## begin EXTRACTED MATERIAL

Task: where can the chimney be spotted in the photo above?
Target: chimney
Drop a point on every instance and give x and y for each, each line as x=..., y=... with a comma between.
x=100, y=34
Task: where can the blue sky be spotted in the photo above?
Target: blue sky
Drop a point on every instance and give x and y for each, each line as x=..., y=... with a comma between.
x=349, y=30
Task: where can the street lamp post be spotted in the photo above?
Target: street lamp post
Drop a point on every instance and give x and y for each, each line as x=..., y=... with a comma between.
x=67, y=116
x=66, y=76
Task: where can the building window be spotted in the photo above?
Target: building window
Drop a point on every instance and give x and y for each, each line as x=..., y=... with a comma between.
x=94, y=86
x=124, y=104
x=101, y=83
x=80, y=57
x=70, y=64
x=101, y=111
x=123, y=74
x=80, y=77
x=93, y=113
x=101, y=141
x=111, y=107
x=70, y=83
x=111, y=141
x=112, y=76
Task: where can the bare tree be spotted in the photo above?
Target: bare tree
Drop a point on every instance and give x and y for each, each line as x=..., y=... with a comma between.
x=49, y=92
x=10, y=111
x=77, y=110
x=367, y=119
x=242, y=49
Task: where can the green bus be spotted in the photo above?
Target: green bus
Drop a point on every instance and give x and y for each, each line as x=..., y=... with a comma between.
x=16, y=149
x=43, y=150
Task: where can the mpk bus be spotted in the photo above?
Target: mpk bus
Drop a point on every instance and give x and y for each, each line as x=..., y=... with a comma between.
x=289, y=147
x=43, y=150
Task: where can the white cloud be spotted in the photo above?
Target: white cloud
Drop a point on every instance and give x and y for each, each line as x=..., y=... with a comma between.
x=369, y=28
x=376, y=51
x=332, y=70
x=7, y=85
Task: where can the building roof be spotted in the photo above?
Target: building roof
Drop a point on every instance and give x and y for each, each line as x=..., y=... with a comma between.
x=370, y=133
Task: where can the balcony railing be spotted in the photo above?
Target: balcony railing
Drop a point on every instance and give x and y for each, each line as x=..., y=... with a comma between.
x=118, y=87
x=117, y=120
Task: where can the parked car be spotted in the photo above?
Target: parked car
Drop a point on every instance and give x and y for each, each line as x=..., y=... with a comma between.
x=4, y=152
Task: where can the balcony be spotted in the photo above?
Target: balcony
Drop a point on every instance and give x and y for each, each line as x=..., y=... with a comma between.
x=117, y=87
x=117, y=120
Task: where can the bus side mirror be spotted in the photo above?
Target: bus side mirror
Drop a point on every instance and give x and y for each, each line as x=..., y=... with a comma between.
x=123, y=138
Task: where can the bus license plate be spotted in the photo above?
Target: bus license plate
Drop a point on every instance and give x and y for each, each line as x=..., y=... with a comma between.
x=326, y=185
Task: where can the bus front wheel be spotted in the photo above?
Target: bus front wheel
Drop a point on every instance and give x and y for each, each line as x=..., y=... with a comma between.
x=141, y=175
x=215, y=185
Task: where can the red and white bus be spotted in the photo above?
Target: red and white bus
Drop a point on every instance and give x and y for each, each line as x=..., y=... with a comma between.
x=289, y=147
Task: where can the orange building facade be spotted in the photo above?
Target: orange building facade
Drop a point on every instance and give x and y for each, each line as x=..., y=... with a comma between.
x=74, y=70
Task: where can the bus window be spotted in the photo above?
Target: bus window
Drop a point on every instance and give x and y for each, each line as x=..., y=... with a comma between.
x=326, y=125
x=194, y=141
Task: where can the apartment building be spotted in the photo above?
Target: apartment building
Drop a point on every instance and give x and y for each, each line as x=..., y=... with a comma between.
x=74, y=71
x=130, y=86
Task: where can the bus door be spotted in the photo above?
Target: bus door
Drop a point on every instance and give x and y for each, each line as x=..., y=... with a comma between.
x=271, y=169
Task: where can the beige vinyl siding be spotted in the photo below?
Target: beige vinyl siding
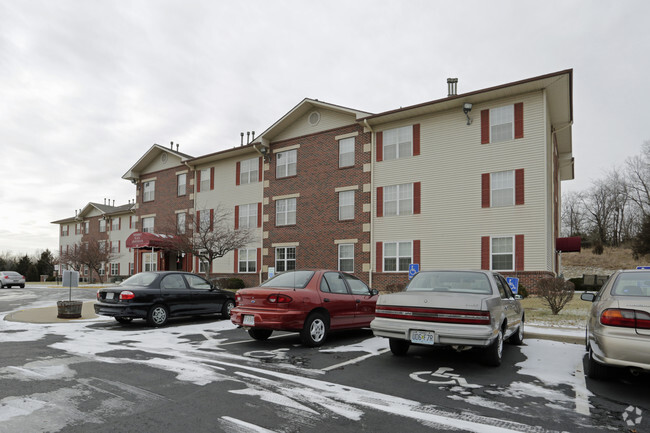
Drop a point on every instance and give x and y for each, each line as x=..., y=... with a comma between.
x=328, y=120
x=449, y=168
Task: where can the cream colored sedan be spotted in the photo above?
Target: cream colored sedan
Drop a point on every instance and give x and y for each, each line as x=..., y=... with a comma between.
x=451, y=308
x=618, y=327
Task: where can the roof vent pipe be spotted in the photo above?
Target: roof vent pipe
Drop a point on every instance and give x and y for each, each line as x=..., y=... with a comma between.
x=452, y=86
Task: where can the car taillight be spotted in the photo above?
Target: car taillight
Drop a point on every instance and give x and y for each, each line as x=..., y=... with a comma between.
x=126, y=295
x=278, y=298
x=625, y=318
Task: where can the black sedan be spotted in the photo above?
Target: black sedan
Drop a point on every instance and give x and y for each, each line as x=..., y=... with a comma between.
x=157, y=296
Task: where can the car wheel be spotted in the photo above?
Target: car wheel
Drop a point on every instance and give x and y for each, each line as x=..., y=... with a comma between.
x=518, y=337
x=260, y=334
x=157, y=315
x=494, y=351
x=227, y=306
x=315, y=330
x=594, y=369
x=398, y=347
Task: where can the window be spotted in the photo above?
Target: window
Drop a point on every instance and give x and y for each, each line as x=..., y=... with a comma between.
x=503, y=253
x=502, y=121
x=346, y=152
x=180, y=223
x=398, y=143
x=346, y=205
x=147, y=224
x=181, y=184
x=285, y=212
x=398, y=199
x=503, y=188
x=205, y=179
x=397, y=256
x=285, y=259
x=346, y=257
x=247, y=260
x=149, y=191
x=249, y=171
x=248, y=216
x=286, y=163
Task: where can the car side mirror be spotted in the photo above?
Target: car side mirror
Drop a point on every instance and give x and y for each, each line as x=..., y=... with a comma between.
x=588, y=297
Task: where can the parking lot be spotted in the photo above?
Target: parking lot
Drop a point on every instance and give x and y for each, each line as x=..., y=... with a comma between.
x=206, y=375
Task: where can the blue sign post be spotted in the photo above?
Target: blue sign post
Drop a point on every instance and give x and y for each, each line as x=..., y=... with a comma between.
x=514, y=284
x=414, y=268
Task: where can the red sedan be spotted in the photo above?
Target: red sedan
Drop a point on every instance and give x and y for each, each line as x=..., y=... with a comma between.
x=307, y=301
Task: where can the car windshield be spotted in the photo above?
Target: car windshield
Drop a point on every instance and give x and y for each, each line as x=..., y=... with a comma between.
x=141, y=279
x=632, y=284
x=451, y=281
x=290, y=280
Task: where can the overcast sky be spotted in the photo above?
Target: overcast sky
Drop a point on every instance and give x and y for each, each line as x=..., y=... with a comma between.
x=86, y=87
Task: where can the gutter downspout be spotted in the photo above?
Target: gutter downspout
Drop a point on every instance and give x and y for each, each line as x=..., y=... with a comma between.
x=372, y=202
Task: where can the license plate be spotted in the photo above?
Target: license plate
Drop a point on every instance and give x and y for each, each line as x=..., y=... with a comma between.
x=422, y=337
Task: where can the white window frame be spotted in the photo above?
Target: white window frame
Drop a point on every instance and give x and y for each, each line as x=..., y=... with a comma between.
x=398, y=199
x=346, y=253
x=502, y=123
x=248, y=258
x=149, y=191
x=500, y=183
x=283, y=265
x=397, y=143
x=285, y=212
x=346, y=152
x=181, y=187
x=249, y=171
x=286, y=163
x=346, y=205
x=510, y=253
x=399, y=254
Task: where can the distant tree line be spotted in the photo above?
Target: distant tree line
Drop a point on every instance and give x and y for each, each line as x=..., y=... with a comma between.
x=615, y=210
x=30, y=267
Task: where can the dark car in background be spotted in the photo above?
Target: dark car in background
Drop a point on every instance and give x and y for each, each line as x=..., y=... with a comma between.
x=312, y=302
x=11, y=278
x=158, y=296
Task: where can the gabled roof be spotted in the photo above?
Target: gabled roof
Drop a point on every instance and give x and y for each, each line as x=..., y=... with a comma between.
x=150, y=155
x=304, y=107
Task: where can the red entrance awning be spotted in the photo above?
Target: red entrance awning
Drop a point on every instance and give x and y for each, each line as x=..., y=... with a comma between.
x=148, y=240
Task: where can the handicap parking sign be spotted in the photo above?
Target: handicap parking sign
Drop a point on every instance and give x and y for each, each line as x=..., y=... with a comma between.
x=514, y=284
x=414, y=268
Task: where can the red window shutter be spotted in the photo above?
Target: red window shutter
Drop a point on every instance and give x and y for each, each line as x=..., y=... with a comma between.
x=416, y=252
x=519, y=186
x=485, y=126
x=519, y=252
x=417, y=194
x=380, y=257
x=416, y=139
x=485, y=190
x=519, y=120
x=485, y=252
x=380, y=146
x=380, y=201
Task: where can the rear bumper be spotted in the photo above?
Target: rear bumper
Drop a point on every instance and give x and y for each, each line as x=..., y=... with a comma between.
x=444, y=333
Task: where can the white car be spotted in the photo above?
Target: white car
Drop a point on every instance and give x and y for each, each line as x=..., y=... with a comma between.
x=11, y=278
x=451, y=308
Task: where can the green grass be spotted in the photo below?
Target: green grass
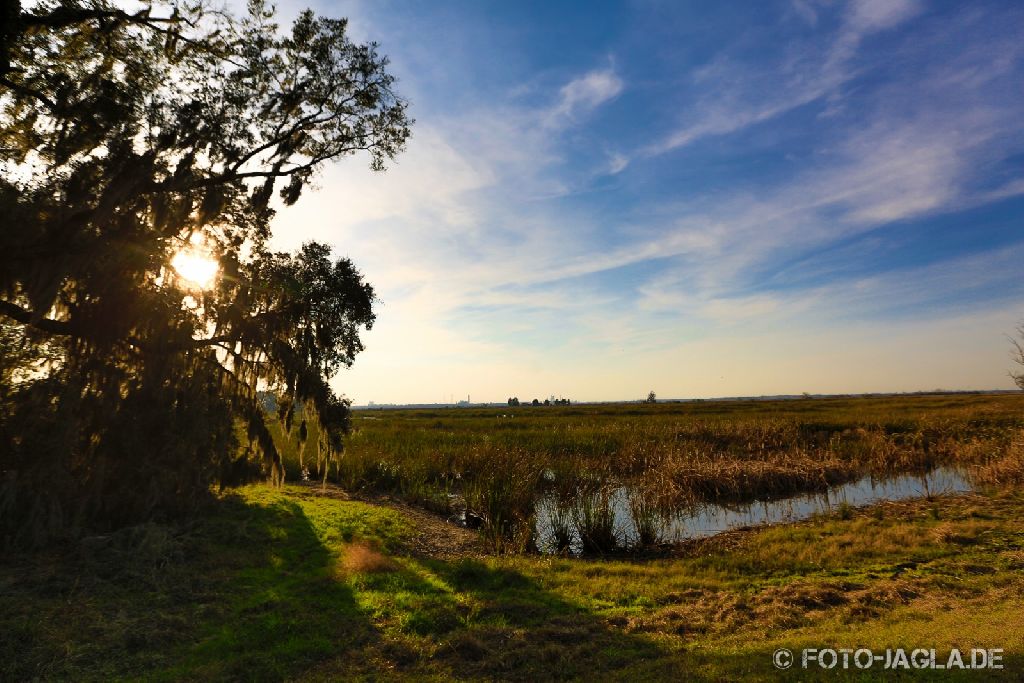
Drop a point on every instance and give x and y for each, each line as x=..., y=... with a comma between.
x=274, y=585
x=672, y=455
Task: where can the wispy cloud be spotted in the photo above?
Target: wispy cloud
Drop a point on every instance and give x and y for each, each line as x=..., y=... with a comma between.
x=743, y=94
x=519, y=241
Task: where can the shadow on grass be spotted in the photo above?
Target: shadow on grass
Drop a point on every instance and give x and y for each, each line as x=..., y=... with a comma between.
x=247, y=593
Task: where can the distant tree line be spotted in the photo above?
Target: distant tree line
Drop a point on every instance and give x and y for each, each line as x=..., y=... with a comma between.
x=514, y=401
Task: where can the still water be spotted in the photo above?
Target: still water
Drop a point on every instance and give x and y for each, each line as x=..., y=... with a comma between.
x=709, y=519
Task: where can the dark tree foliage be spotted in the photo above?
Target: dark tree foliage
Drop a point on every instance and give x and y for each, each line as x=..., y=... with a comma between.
x=126, y=136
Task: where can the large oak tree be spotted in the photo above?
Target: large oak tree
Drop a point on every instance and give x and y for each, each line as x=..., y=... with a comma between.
x=129, y=135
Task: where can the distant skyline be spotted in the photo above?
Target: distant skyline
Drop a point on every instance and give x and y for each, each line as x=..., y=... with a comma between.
x=697, y=199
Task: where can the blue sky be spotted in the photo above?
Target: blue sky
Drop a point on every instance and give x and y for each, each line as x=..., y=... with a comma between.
x=699, y=199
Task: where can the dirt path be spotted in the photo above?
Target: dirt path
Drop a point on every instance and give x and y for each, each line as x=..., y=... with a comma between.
x=433, y=536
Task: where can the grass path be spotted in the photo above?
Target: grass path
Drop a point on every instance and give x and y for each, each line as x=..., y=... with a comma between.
x=292, y=584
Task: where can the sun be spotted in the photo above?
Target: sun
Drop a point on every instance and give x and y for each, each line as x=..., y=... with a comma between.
x=196, y=266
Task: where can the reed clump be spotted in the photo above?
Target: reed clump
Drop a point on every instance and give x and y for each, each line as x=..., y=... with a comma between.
x=578, y=463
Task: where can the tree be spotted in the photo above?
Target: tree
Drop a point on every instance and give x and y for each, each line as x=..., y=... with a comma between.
x=130, y=138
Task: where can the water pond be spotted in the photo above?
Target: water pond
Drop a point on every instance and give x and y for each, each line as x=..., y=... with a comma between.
x=709, y=519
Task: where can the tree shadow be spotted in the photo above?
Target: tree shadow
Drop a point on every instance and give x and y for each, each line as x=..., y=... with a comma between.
x=246, y=593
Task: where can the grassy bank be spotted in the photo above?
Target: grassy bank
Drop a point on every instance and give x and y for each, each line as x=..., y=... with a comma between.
x=298, y=584
x=670, y=456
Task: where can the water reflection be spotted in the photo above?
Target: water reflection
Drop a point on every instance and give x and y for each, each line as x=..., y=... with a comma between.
x=709, y=519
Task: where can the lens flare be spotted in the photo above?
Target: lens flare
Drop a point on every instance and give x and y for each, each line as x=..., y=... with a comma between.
x=197, y=267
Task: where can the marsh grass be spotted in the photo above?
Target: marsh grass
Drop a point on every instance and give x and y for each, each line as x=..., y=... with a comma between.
x=669, y=456
x=258, y=589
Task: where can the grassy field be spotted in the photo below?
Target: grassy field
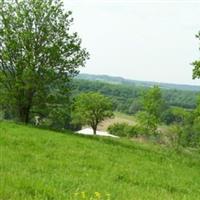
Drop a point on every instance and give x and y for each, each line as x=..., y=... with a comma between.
x=45, y=165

## end EXTRACTED MATERIAL

**STATED EXERCISE:**
Recast the lines of the listing, from the line with "Task: where can the gutter" to the line with "x=158, y=296", as a JSON list of strings with one string per line, leaving out blank lines.

**FULL RESPONSE:**
[
  "Task: where can the gutter downspout be spotted in the photo above?",
  "Target: gutter downspout",
  "Drop a point on every instance and give x and y for each, each line as x=..., y=... with a comma between.",
  "x=372, y=202",
  "Task: where can the license plate be spotted in the photo above?",
  "Target: license plate",
  "Drop a point on every instance and give x and y for each, each line as x=..., y=... with a comma between.",
  "x=422, y=337",
  "Task: where can the white window frame be spotted in the photo above?",
  "Target: white window frame",
  "Drop a point on every instance and give x and y for each, each line as x=..., y=... with a comma between.",
  "x=398, y=199",
  "x=346, y=253",
  "x=502, y=123",
  "x=248, y=258",
  "x=149, y=191",
  "x=500, y=183",
  "x=283, y=265",
  "x=397, y=143",
  "x=285, y=212",
  "x=346, y=152",
  "x=181, y=187",
  "x=249, y=171",
  "x=286, y=163",
  "x=346, y=205",
  "x=510, y=253",
  "x=399, y=254",
  "Task: where can the distant tree line be spotted in the photo above?",
  "Target: distant tree line",
  "Drop a point on every instance and give x and y for each, each line as x=..., y=... with a comma between.",
  "x=615, y=210",
  "x=30, y=267",
  "Task: where can the dark car in background be spotted in the photo above?",
  "Target: dark car in background",
  "Drop a point on every instance and give x and y for each, each line as x=..., y=... with a comma between.",
  "x=312, y=302",
  "x=11, y=278",
  "x=158, y=296"
]